Extracted text –

WHAT IS ONE MONTH’S NOTICE?
The interpretation of a “month’s notice” in a termination clause and whether a qualifier, such as a “calendar month’s notice”, bears any significance, has been the subject of debate in our law for some time. In 2009, the court in SAMRO v Mphatsoe (SAMRO) considered whether this phrase meant:
- any 30-day period, with the result that notice may be given on any day of the month and the notice period will then terminate in 30 days’ time; or
- the beginning of any given month to the end of the same month, with the result that notice may be given on the first day of the month and will continue until the last day of the month. Accordingly, where notice is given on any day of the month, the notice period will only commence on the first day of the following month and will continue until the last day of that same month.
The context is critical
In SAMRO, Judge van Niekerk noted that the meaning of a “month’s notice” could not be determined in a vacuum, but had to be interpreted in the context of the entire employment contract.

Brief 1 –
According to the article on one month's notice, in what year did the court in SAMRO v Mphatsoe consider the meaning of a "month's notice"?
Brief 2 –
Duplicate the passage from the article on one month's notice that starts with "The interpretation of" and ends after "that same month.".

Natural-language region descriptions:
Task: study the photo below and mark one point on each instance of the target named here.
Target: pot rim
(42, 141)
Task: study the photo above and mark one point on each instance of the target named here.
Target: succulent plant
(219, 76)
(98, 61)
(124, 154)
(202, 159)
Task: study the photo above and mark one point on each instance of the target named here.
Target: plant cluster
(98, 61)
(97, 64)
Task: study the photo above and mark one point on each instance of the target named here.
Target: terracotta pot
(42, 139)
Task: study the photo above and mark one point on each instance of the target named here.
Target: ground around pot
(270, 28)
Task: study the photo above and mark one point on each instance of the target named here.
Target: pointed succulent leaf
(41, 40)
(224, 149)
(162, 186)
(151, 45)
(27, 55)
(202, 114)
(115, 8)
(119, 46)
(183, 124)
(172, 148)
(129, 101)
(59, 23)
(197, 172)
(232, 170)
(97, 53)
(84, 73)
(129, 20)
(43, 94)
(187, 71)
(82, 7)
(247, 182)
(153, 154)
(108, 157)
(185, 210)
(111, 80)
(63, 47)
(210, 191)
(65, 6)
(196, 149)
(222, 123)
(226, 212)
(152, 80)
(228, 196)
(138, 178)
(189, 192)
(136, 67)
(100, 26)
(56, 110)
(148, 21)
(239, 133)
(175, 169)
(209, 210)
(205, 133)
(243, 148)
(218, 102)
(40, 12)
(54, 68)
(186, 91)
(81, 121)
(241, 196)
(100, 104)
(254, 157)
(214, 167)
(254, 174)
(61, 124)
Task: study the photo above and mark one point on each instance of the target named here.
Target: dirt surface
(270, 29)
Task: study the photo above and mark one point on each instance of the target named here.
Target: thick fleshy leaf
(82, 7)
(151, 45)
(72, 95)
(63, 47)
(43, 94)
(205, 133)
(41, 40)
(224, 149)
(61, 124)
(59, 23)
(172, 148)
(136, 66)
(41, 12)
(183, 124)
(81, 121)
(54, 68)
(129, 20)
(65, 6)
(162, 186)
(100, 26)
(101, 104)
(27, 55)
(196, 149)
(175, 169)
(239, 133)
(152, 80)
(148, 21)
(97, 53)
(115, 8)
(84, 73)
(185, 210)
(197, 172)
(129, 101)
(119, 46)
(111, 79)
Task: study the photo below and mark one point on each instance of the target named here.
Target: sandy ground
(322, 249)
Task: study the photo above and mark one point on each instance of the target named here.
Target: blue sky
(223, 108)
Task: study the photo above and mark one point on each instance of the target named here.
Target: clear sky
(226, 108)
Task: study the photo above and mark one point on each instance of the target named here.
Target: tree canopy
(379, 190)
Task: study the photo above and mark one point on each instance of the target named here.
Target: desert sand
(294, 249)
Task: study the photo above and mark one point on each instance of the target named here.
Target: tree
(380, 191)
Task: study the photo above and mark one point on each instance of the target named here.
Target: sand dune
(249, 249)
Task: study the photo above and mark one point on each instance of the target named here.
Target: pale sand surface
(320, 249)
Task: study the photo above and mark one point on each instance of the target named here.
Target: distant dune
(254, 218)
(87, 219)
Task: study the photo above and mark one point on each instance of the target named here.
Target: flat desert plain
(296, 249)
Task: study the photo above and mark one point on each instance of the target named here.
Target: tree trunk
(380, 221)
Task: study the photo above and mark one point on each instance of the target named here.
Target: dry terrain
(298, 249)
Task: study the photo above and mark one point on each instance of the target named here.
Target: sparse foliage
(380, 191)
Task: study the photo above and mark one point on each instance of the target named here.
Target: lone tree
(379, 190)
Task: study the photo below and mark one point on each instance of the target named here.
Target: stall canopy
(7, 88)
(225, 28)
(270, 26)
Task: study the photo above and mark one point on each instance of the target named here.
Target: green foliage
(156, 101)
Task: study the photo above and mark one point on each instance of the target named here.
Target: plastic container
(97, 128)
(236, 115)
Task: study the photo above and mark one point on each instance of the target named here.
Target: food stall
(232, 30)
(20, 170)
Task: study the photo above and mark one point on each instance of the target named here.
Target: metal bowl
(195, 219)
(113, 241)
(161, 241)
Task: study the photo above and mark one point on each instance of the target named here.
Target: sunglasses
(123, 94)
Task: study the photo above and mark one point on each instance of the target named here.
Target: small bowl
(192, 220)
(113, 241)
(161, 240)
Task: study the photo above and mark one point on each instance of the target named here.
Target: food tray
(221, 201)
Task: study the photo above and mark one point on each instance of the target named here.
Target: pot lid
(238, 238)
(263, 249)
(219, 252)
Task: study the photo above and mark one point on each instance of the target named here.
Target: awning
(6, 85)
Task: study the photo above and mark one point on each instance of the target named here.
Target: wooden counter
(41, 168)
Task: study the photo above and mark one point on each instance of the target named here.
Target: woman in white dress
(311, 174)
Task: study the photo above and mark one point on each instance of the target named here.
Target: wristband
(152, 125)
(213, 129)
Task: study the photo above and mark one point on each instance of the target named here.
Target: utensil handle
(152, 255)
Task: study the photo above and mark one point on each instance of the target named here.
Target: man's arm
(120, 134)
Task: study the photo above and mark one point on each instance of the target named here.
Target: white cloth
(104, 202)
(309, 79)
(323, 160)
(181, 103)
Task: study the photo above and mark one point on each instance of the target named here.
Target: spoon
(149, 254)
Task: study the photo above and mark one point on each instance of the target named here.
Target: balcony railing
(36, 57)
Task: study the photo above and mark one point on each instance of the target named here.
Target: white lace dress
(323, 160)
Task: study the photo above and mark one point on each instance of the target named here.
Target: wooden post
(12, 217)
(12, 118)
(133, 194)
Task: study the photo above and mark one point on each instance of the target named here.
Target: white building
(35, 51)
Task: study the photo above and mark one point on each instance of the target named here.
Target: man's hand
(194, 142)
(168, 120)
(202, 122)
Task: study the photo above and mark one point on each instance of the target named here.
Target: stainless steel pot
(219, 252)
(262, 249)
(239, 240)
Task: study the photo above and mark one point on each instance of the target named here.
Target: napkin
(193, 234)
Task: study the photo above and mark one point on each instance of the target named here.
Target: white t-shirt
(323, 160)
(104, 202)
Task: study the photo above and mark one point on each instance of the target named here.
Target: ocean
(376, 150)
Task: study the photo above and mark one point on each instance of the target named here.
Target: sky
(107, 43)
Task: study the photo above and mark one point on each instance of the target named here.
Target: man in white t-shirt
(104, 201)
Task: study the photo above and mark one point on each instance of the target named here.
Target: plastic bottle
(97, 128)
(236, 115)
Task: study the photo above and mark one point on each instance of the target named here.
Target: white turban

Solution 1 –
2009

Solution 2 –
The interpretation of a “month’s notice” in a termination clause and whether a qualifier, such as a “calendar month’s notice”, bears any significance, has been the subject of debate in our law for some time. In 2009, the court in SAMRO v Mphatsoe (SAMRO) considered whether this phrase meant:
- any 30-day period, with the result that notice may be given on any day of the month and the notice period will then terminate in 30 days’ time; or
- the beginning of any given month to the end of the same month, with the result that notice may be given on the first day of the month and will continue until the last day of the month. Accordingly, where notice is given on any day of the month, the notice period will only commence on the first day of the following month and will continue until the last day of that same month.